#### [Consigne]
Relevez tous les sigles présents dans l'extrait, en citant chacun une seule fois.

#### [Extrait]

###

Monsieur le Premier ministre,
Mesdames et messieurs les Ministres,
Mesdames et Messieurs les Préfets,
Madame la Député de Saint-Martin et Saint-Barthélemy,
Monsieur le Sénateur de Saint-Martin,
Mesdames, Messieurs les Vice-présidents, membres du Conseil exécutif et élus du Conseil territorial de Saint-Martin,
Mesdames et Messieurs les représentants des Corps constitués,
Messieurs les présidents de la CCISM et du CESC,
Mesdames et messieurs les représentants des organisations socioprofessionnelles locales,
Chers amis, Bonjour à tous et bienvenue à l’hôtel de la collectivité.
Monsieur le Premier ministre, au nom de tous les Saint-Martinois, soyez le bienvenu sur notre territoire.
Je tiens, tout d’abord, à vous remercier sincèrement pour votre venue parmi nous.
Je tiens également à saluer les ministres qui ont fait le déplacement à vos côtés, en particulier la Ministre des Outre-mer, madame Annick Girardin, qui était sur le terrain avec nous, quelques heures à peine après l’ouragan.
Nous sommes d’autant plus sensibles à votre visite, que les déplacements de Premiers ministres sur le sol saint-martinois sont rarissimes, et que la vôtre intervient à un moment crucial de notre histoire, puisque nous venons de traverser, bien malgré nous, une catastrophe naturelle sans précédent sur le territoire français.
Sous votre impulsion, M. le Premier ministre, les services de l’Etat, la Gendarmerie, l’Armée ont fait un travail formidable dans des conditions âpres et difficiles. Je veux les remercier ici pour leur engagement.
Merci aussi de me permettre, aujourd’hui, d’être la voix et l’écho du peuple de Saint-Martin, nos compatriotes, vos compatriotes...
J’évoquerai ici, très brièvement, leurs attentes, leurs doutes, leurs espoirs...
Permettez-moi, en premier lieu, de rappeler la situation critique de mon île, et de rétablir quelques réalités...
Je dirais même quelques vérités, car, notamment faute de statistiques de l’INSEE, Saint-Martin, est peu connue, et peu reconnue. C’est pour cela que je réitère ma demande, déjà formulée quand j’étais député, d’installer dès l’an prochain une antenne de l’INSEE sur notre territoire...

###

#### [Liste des items]
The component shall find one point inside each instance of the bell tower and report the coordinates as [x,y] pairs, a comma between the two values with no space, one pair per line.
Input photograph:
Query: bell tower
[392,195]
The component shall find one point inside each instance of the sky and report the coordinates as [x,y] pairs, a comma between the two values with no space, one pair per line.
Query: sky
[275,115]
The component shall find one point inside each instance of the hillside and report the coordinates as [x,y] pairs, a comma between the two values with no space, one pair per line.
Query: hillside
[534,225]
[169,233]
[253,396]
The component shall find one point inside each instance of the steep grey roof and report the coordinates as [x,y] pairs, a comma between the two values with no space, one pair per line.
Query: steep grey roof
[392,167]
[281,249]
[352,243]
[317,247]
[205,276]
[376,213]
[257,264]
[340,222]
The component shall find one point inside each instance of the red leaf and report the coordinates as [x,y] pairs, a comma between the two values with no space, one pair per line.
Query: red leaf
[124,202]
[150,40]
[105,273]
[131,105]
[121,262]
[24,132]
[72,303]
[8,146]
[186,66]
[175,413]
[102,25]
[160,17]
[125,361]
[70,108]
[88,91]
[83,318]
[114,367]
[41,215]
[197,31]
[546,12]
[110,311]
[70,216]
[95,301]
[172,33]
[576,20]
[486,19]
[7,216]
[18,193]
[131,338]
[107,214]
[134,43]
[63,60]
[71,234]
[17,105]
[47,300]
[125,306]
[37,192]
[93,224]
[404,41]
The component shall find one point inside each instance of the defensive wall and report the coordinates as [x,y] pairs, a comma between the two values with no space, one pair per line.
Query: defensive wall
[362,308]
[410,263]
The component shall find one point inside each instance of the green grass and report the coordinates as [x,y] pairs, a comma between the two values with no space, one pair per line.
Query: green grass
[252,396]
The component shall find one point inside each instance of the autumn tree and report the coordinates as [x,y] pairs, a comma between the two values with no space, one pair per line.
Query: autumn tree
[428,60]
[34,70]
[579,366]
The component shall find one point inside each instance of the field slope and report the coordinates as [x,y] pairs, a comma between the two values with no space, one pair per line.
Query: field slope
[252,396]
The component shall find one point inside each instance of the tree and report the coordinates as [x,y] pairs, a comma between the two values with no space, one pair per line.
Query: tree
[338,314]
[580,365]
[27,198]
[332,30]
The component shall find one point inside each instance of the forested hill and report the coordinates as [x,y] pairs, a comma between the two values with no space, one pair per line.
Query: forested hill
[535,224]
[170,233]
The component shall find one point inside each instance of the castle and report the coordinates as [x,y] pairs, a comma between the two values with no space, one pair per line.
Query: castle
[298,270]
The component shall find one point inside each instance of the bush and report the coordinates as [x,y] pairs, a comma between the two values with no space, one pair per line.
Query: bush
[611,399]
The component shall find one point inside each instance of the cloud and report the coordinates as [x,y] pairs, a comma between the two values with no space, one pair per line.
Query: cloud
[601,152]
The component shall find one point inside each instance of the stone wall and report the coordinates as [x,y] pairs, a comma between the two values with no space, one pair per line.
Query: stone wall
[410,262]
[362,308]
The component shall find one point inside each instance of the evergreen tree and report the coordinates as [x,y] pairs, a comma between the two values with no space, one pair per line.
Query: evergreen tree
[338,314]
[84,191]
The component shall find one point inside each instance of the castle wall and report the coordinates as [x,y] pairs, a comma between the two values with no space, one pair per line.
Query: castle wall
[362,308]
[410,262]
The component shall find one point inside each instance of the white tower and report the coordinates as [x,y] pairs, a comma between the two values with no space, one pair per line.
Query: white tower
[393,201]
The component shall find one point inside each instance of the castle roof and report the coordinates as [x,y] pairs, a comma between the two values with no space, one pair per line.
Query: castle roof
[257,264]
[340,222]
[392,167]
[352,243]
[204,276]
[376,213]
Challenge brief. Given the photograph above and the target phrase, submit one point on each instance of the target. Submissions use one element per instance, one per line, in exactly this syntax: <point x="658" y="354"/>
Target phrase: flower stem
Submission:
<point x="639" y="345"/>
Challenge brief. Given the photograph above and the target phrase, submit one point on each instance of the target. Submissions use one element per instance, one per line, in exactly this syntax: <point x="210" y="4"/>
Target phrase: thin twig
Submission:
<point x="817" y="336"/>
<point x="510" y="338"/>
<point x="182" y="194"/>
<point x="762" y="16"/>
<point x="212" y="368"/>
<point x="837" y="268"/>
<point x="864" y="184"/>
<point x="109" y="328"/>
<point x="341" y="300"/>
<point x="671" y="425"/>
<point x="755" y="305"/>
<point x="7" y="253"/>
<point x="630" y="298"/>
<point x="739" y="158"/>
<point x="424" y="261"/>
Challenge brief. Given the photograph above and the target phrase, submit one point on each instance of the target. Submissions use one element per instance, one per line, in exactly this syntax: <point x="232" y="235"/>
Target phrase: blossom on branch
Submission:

###

#### [Réponse]
CCISM, CESC, INSEE